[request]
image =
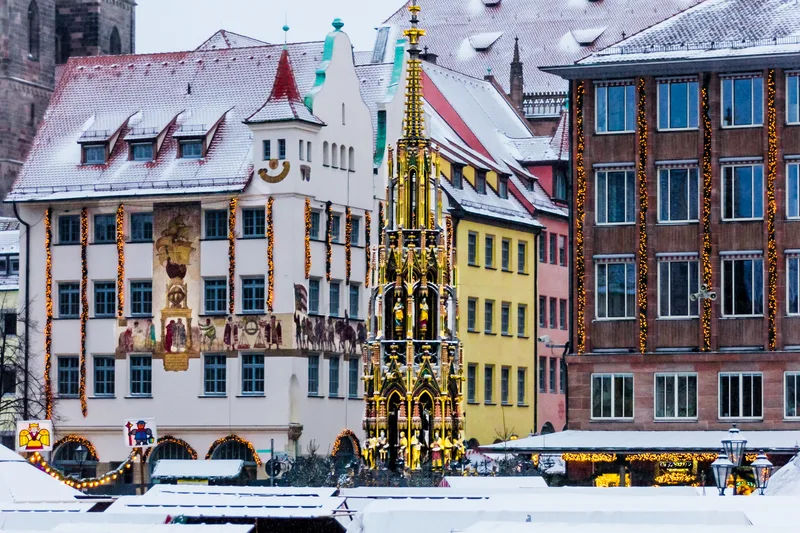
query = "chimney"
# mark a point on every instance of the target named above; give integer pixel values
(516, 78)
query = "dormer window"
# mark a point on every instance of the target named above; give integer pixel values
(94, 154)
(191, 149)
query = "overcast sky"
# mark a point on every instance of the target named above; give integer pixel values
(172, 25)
---
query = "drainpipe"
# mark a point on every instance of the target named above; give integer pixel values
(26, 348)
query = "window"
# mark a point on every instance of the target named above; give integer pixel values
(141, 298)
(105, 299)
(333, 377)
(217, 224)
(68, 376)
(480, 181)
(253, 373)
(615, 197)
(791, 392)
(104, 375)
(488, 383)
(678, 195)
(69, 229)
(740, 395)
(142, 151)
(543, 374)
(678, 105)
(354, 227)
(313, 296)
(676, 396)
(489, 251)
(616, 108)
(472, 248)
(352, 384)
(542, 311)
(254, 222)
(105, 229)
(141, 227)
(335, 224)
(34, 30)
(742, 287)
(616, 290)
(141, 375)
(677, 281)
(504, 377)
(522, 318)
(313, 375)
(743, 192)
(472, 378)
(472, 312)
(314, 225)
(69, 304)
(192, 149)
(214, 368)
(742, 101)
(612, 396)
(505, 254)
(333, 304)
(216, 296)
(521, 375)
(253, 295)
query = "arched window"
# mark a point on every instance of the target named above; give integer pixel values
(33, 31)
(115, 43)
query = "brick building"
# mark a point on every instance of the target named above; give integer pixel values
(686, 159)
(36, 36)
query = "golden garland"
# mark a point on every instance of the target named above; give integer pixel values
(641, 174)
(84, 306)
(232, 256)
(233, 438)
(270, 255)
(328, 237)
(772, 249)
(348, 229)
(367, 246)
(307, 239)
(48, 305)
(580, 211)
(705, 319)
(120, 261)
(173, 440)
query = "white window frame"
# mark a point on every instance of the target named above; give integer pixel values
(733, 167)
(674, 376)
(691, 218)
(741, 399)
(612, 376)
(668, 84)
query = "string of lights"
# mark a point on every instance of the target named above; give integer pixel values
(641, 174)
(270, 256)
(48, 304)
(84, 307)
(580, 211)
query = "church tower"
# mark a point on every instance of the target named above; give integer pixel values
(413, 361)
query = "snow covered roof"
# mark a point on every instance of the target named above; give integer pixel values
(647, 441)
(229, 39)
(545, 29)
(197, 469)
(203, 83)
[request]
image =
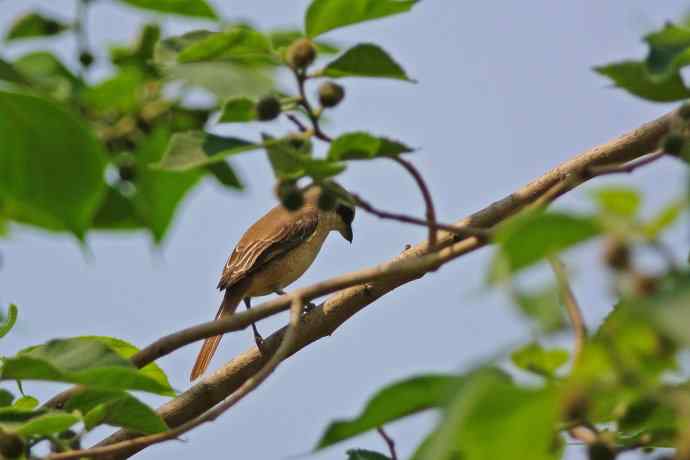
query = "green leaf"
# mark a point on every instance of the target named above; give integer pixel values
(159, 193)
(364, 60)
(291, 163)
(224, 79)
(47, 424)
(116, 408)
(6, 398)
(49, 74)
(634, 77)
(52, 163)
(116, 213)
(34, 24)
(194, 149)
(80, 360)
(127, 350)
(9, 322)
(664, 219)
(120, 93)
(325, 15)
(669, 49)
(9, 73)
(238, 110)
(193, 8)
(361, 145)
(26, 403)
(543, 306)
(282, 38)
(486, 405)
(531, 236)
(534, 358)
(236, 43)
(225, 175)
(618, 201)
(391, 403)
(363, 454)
--
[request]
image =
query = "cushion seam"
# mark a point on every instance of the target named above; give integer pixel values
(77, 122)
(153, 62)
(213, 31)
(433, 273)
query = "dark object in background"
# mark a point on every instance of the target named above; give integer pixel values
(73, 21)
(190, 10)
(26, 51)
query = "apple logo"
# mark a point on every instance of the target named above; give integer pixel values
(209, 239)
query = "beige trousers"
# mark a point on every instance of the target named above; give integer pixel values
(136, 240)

**Instructions for the task**
Gather every line of the listing above that contains the word "window", and copy each of those lines in full.

**Task output**
query = "dormer window"
query = "window"
query = "arched window"
query = "white window frame"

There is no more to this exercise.